» Exercise text:
_ _ _ _ _

See You In Four Months

Aug 21, 2018 14:26

Yesterday, at 4 am, we all got up and took Jet to DIA to deliver him to American Airlines and send him on his way.

There are three things I really want to remember about seeing him off:
  • When we hugged as he was about to go into security he grinned and said, "See you in four months!"  And he hugged me solidly because there was so much more going on than we could say, and that's kind of been my mantra of the last few days.  We'll have him back in four months.
  • That he was really patient with me when I was doing the anxiety Mom thing while we were checking him in, including indulging me by putting his boarding pass in with his passport.  *laughs*
  • And when he went through security, he actually turned back and waved.  Three times.


There's this story we tell of Jet, when we went and toured the school before he went to Kindergarten and he found out that there was a bus, he really wanted to go on it.  So we signed him up. On the first day of school, we got there early, so early he got to put his backpack first in the line for everyone getting onto the bus.  He played with the other kids while we waited, and when the bus pulled up everyone ran into their place in line.

When the bus door opened, he got on the bus, never looking back or saying a thing to us.  Compared to all the other young families telling of kindergarteners who refused to let go of their moms, the ones that had to be hand-delivered to the door, and those that fought the whole way, it was an interesting comment on Jet's self-confidence and independence and courage about an unknown future.  I guess going to Japan for a semester in Japan says pretty much the same kind of thing, too.

_ _ _ _ _

» Provided records:
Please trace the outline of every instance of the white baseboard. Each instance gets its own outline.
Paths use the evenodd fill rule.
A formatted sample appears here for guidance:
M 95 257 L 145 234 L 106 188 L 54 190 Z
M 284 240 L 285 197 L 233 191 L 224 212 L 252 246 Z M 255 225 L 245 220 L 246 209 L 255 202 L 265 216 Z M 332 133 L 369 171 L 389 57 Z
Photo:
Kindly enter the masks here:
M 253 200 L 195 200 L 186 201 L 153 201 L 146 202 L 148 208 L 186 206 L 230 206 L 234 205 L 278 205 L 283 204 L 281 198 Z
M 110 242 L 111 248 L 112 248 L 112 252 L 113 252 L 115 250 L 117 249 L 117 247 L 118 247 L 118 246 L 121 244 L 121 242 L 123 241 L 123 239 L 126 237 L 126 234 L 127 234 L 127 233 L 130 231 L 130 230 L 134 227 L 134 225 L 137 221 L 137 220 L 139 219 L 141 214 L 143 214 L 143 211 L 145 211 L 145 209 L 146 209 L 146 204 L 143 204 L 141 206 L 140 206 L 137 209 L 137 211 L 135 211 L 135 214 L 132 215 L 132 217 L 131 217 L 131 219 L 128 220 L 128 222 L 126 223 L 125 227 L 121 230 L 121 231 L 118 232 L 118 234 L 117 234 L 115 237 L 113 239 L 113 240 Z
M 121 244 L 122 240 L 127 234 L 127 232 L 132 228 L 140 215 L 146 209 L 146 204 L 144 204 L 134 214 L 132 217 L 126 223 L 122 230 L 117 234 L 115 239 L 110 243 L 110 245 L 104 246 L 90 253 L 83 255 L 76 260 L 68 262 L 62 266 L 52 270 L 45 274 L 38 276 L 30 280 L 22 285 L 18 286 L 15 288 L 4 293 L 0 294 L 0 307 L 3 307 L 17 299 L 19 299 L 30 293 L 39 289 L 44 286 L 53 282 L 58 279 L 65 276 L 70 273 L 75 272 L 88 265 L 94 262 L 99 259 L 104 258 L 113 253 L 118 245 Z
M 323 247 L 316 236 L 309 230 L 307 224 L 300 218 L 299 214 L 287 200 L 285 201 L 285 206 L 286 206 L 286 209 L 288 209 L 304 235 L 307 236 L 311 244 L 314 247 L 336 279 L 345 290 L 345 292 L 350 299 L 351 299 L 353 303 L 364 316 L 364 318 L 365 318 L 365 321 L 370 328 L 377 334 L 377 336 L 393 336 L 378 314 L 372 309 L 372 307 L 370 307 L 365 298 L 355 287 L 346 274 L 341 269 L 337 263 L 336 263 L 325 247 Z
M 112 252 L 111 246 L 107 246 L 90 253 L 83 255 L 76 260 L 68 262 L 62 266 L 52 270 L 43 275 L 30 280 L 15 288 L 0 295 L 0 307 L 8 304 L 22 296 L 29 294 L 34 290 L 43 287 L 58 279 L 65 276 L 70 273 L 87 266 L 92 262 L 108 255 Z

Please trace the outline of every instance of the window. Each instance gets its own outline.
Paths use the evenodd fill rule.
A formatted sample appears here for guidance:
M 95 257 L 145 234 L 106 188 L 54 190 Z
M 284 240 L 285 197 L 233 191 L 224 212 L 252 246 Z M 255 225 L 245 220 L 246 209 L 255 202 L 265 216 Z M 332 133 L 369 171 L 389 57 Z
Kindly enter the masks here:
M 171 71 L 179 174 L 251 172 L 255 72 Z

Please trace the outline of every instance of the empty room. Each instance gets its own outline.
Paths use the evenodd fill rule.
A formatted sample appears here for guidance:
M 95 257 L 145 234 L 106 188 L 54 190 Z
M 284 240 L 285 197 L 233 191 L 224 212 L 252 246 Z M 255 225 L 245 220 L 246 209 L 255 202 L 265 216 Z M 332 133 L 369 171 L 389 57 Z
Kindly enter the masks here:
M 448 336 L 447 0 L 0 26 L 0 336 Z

_ _ _ _ _

In the post about seeing Jet off, change "mantra" to "motto" in the passage from "There are three" up to and including "in four months.", and give that passage. The items have no connection to the text.

There are three things I really want to remember about seeing him off:
  • When we hugged as he was about to go into security he grinned and said, "See you in four months!"  And he hugged me solidly because there was so much more going on than we could say, and that's kind of been my motto of the last few days.  We'll have him back in four months.